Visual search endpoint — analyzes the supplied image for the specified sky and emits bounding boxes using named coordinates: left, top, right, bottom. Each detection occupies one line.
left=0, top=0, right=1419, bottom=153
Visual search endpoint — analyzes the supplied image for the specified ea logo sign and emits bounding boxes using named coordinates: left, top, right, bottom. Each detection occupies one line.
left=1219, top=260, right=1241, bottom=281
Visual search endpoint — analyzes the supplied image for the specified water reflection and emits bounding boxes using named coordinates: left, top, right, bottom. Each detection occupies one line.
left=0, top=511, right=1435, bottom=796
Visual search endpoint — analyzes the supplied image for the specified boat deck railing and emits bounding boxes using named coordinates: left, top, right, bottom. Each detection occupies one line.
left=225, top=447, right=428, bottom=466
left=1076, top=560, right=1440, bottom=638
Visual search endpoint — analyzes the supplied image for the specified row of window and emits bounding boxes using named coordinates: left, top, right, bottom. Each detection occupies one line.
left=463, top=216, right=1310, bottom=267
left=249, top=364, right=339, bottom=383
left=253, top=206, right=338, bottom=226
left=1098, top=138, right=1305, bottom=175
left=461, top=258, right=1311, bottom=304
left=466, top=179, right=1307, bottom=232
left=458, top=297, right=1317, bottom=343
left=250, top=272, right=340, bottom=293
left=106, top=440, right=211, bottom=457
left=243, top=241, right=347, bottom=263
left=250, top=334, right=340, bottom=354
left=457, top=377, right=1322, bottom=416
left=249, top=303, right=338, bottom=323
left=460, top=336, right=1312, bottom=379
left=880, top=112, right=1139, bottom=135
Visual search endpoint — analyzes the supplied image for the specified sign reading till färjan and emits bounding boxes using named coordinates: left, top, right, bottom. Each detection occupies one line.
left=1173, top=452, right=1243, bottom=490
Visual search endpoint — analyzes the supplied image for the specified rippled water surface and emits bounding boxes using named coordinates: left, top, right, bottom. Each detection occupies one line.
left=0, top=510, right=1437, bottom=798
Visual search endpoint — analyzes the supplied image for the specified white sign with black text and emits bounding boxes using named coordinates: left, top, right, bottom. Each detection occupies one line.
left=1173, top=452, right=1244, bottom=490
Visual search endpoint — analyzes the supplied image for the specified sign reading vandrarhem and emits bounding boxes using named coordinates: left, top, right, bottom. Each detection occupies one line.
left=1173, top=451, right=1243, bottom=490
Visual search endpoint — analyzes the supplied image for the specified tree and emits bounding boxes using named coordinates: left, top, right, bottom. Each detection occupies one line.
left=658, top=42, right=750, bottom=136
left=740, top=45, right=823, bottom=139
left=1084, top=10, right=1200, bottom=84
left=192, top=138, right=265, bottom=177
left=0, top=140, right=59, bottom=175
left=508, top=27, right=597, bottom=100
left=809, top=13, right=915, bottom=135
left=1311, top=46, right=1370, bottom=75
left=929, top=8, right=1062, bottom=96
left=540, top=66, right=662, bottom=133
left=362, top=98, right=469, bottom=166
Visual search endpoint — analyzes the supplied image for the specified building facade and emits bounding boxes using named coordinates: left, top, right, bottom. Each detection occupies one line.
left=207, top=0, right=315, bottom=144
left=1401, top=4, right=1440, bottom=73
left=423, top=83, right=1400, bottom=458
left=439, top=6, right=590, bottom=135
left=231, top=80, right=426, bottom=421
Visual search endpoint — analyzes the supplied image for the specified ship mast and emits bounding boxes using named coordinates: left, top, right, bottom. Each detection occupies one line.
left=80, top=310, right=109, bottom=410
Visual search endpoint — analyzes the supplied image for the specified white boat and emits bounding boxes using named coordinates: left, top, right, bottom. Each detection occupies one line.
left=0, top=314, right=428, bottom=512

-- To do --
Copy each of the records above so that nothing differs from the original.

-- Answer section --
Visual search endpoint — analyzes the supplied image for the specified sky and emits bounding boxes using named coordinates: left, top, right, bottom. Each detection occupies one line.
left=0, top=0, right=1419, bottom=153
Visual search endpoint — analyzes the supplied image for the specified ea logo sign and emits bounding boxes using named coordinates: left, top, right, bottom. Each detection occupies one line.
left=1219, top=260, right=1241, bottom=281
Visual search endpoint — analyzes the supplied image for the specified water reflection and emits bounding boxes using named coordinates: left, top, right, bottom. Each detection occupies one line.
left=0, top=511, right=1435, bottom=796
Visual search endpoint — analyzes the supplied image for the specified boat deck railing and emits bounding boxes using named coordinates: left, top, right, bottom. Each detection occupies one line.
left=225, top=447, right=428, bottom=466
left=1076, top=560, right=1440, bottom=638
Visual search endpoint — analyzes the supplied image for the specified row of window and emits bounding boxes using named coordinates: left, top, right, bottom. Each detection occupies one line.
left=463, top=216, right=1310, bottom=267
left=249, top=364, right=339, bottom=383
left=253, top=206, right=338, bottom=226
left=1098, top=138, right=1305, bottom=175
left=461, top=258, right=1311, bottom=304
left=466, top=179, right=1307, bottom=232
left=458, top=297, right=1317, bottom=343
left=250, top=272, right=340, bottom=293
left=106, top=440, right=211, bottom=457
left=243, top=241, right=347, bottom=263
left=250, top=334, right=340, bottom=354
left=457, top=377, right=1322, bottom=416
left=249, top=303, right=338, bottom=323
left=460, top=336, right=1312, bottom=379
left=880, top=112, right=1139, bottom=135
Visual search endpoint — analyzes the supplied image for the specified sign reading till färjan and emits bounding boxes using named coordinates: left, top, right, bottom. Each detection occupies one line.
left=1173, top=452, right=1243, bottom=490
Visual search endpoint — analyzes the supplied image for the specified rippled water surface and emits bounding boxes using named coordinates: left, top, right, bottom. Each detection occupies one line.
left=0, top=510, right=1437, bottom=798
Visual search endpoint — analyzes the supplied image for the specified white sign with black text and emits bounding boxes using named coordinates: left, top, right, bottom. Each detection occupies one line.
left=1173, top=452, right=1244, bottom=490
Visual search endpoint — analyzes the supplied image for the specified sign reading vandrarhem and emits bounding boxes using named coordinates: left, top, right, bottom. Each detection occupies one line.
left=1173, top=451, right=1243, bottom=490
Visual search endpoint — analyzes the supplied image for the specified tree and emits bounding boxes using named coordinates: left, top, right, bottom. Each detection occupies one line.
left=658, top=42, right=750, bottom=136
left=740, top=45, right=823, bottom=139
left=1084, top=10, right=1200, bottom=84
left=192, top=138, right=265, bottom=177
left=0, top=140, right=59, bottom=175
left=508, top=27, right=597, bottom=100
left=809, top=13, right=915, bottom=135
left=1311, top=46, right=1370, bottom=75
left=929, top=8, right=1062, bottom=96
left=540, top=66, right=662, bottom=133
left=362, top=98, right=469, bottom=166
Visual search endpoint — analyzes the supplied image for the specified building facade and emits bounding boxes using named coordinates: left, top, right, bottom. Each detection occupies one line.
left=207, top=0, right=315, bottom=144
left=1401, top=4, right=1440, bottom=73
left=423, top=83, right=1400, bottom=458
left=439, top=6, right=590, bottom=135
left=231, top=80, right=426, bottom=421
Visual search endpoint — analyzes the supplied image for the specified ship mast and emits bounding boxes using named coordinates: left, top, right, bottom. Each detection occupies one line.
left=80, top=310, right=109, bottom=410
Visual search endpoint — analyzes the supplied image for the specified white boat and emits bounding boxes using named coordinates: left, top, right, bottom. Each detection occupies one line.
left=0, top=314, right=428, bottom=512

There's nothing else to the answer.